(SOURCE DATA)

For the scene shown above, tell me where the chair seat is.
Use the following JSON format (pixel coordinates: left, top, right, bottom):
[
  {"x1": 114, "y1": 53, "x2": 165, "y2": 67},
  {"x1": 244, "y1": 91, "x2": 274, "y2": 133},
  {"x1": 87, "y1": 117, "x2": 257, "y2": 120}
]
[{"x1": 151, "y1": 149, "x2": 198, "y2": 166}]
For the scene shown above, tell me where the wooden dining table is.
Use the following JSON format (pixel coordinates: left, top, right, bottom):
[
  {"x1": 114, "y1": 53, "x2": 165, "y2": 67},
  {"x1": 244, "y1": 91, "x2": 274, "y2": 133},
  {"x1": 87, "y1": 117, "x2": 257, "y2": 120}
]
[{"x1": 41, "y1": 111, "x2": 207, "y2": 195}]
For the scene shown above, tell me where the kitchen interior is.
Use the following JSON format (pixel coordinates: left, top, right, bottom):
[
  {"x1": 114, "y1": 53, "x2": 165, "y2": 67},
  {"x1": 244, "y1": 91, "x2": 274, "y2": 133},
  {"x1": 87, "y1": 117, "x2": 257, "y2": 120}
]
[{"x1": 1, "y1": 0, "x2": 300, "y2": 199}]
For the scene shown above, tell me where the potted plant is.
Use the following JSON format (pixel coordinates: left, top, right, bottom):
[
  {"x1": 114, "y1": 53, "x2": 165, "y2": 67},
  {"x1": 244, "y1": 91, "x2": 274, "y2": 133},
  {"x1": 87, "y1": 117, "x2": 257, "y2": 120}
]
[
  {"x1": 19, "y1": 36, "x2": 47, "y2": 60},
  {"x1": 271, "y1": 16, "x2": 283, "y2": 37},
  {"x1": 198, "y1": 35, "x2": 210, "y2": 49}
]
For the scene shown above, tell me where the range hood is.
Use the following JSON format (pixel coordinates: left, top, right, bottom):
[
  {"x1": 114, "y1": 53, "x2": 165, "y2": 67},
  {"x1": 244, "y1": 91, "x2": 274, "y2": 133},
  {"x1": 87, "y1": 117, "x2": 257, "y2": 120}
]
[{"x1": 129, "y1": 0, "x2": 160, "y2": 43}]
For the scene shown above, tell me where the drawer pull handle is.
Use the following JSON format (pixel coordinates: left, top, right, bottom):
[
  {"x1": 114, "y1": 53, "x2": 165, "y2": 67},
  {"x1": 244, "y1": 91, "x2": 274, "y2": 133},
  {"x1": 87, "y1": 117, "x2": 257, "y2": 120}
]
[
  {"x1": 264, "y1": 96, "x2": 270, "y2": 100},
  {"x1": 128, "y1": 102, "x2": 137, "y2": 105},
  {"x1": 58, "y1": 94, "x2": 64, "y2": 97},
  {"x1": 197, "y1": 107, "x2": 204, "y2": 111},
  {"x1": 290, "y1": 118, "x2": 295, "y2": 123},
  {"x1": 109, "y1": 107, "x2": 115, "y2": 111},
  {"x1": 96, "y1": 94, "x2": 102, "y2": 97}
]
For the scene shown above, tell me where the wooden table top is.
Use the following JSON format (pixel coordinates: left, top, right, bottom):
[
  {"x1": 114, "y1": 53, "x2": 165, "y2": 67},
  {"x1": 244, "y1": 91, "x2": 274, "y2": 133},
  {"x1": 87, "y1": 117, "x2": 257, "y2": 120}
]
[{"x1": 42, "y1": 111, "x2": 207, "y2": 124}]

(End SOURCE DATA)
(SOURCE DATA)

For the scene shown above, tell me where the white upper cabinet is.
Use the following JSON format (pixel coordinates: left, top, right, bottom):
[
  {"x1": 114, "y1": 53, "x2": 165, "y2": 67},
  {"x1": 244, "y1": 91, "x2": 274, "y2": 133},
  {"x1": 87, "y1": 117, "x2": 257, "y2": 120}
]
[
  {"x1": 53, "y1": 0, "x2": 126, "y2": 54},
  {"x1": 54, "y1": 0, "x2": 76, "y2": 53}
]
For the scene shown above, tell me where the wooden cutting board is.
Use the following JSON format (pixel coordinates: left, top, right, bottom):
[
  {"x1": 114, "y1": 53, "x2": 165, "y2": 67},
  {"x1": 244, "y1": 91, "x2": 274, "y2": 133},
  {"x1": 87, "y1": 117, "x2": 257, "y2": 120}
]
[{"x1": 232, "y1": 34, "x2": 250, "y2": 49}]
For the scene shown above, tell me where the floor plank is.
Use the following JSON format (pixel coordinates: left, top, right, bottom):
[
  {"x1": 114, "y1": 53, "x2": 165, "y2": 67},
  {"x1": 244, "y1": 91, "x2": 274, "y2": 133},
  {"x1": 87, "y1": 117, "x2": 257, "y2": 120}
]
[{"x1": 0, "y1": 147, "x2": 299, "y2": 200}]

(End SOURCE DATA)

- PROBLEM TO SOLVE -
In the lines above, find the word "table" and copy each line that contains it.

- THE COMPLETED TASK -
For the scene shown above, tell me where the wooden dining table is.
For the scene shown above, tell me where the wooden table top is.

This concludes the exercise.